The request
Beginning at the line that contains "of the black", transcribe the remaining lines of the listing exactly; include the final line and omit everything before.

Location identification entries
┄┄┄┄┄┄┄┄┄┄
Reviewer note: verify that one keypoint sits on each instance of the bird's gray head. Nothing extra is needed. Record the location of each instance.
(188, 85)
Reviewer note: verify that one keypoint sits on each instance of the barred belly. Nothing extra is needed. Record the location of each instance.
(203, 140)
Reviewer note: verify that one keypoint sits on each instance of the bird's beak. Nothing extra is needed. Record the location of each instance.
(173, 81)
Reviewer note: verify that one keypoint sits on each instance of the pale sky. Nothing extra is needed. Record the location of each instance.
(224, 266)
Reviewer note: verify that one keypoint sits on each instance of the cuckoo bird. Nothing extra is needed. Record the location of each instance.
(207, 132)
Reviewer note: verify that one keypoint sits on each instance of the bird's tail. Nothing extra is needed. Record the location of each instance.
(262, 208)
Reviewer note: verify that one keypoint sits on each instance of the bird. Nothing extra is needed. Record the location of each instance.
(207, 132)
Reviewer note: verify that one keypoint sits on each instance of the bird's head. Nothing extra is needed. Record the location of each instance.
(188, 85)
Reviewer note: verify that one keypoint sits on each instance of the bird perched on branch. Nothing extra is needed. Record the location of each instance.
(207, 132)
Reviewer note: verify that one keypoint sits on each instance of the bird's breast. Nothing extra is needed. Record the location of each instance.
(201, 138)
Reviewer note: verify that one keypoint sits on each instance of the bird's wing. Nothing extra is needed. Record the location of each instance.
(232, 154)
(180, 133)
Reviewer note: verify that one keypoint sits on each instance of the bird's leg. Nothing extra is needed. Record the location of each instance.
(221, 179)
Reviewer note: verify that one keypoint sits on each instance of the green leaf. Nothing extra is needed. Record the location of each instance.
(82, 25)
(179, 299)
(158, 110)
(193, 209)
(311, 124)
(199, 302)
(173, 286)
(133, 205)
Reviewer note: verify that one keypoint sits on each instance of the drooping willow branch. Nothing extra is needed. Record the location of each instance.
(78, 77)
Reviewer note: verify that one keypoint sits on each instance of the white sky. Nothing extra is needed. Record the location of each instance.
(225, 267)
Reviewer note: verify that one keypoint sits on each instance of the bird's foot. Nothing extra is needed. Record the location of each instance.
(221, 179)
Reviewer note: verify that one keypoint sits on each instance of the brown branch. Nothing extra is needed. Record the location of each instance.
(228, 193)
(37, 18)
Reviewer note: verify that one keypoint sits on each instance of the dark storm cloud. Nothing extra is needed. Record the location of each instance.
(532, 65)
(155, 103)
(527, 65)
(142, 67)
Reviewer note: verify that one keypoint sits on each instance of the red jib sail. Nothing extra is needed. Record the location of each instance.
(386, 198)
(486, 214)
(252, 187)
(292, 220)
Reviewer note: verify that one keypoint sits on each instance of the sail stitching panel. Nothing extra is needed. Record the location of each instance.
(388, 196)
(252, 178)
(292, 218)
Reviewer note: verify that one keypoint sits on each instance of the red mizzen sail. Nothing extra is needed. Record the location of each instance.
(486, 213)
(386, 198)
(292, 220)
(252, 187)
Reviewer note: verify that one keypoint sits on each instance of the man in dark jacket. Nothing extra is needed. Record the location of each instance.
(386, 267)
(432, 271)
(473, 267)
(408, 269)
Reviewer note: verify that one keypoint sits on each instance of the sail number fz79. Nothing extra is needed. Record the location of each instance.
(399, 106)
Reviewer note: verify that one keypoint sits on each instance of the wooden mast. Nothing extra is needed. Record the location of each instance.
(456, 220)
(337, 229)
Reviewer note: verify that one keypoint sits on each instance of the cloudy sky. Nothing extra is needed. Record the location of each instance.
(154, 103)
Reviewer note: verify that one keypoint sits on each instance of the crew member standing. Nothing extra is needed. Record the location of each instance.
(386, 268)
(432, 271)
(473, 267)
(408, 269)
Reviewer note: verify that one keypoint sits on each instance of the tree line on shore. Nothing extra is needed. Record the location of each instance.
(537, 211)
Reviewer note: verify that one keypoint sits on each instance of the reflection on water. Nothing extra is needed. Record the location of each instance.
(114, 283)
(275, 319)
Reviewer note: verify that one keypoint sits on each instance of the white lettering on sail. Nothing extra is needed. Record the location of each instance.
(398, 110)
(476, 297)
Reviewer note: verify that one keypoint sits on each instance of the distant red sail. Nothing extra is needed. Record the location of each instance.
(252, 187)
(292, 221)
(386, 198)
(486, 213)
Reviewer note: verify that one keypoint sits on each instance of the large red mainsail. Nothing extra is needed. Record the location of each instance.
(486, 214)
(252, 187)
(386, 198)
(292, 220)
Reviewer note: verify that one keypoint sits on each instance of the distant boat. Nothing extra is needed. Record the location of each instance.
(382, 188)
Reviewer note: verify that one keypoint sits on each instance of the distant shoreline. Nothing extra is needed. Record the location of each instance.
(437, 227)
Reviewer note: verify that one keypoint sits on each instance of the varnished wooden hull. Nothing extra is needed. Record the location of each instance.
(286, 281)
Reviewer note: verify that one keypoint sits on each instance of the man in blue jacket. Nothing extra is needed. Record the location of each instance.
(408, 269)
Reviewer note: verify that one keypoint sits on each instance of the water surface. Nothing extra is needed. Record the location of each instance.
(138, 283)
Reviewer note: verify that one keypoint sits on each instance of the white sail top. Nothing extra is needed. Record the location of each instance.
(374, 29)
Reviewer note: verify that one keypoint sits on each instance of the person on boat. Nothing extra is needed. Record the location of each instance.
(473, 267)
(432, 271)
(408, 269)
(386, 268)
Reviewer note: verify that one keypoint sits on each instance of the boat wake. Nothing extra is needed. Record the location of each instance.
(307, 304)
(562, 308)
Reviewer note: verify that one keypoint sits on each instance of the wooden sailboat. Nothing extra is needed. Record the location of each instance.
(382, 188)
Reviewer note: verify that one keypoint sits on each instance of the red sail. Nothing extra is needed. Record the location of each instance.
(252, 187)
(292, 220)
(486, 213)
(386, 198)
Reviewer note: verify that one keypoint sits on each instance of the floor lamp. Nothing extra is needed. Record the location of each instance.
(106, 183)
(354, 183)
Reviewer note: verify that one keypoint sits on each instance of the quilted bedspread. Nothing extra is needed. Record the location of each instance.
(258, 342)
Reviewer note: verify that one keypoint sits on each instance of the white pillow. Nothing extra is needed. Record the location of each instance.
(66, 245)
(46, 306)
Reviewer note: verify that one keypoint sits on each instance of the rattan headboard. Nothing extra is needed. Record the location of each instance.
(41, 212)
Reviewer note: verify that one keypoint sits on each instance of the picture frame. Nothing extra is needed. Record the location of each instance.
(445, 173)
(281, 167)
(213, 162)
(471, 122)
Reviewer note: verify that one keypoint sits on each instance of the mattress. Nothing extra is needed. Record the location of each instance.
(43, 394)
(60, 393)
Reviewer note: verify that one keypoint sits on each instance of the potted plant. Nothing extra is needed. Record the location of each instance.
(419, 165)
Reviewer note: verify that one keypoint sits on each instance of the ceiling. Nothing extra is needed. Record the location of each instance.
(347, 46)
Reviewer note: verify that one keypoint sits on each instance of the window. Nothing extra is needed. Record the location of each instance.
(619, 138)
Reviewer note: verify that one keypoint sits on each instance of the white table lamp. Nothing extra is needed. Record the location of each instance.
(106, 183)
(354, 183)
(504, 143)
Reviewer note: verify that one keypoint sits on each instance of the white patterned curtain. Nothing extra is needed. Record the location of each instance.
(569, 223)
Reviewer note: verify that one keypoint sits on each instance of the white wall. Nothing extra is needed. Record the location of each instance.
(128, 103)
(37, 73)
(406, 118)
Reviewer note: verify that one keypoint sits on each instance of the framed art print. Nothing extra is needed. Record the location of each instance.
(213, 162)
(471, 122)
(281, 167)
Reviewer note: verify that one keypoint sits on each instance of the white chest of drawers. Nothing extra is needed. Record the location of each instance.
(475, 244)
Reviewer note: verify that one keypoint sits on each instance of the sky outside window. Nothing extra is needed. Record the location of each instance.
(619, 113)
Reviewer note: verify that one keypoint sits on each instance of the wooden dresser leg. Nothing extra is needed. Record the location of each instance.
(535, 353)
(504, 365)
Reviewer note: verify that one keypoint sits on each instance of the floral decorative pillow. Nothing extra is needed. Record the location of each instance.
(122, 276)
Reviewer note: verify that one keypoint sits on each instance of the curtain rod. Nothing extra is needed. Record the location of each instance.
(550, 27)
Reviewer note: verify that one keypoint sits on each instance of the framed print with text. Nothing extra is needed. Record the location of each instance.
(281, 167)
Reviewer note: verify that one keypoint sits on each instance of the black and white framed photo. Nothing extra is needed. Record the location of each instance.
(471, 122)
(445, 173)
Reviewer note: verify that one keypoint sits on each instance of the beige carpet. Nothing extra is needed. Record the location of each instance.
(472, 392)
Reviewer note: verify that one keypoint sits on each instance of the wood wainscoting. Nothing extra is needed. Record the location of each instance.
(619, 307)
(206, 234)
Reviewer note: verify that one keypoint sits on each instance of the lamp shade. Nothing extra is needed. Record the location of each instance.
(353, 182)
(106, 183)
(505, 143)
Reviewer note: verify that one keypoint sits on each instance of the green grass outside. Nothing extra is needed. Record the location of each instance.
┄┄┄┄┄┄┄┄┄┄
The output
Reviewer note: verify that one keypoint sits on each instance of the black and white framed photo. Nothing extra is needed. Record the location of each instance.
(471, 122)
(445, 173)
Reviewer note: verify that one keypoint sits on each instance of the beige carpet. Nothing extra is needed. Record the location of each instance.
(472, 392)
Reviewer note: verify that one keypoint sits on each instance of the wood wainscoting. Nothing extra is needed. Record the location of each instance.
(619, 307)
(206, 234)
Reviewer note: verify that one keypoint sits on each instance of the lamp shade. Nothing extra is needed. Record the location of each instance.
(353, 182)
(106, 183)
(505, 143)
Reviewer note: verify that one keypoint sits on each instance of the green grass outside. Nothing extra is needed. Record the location of each instance.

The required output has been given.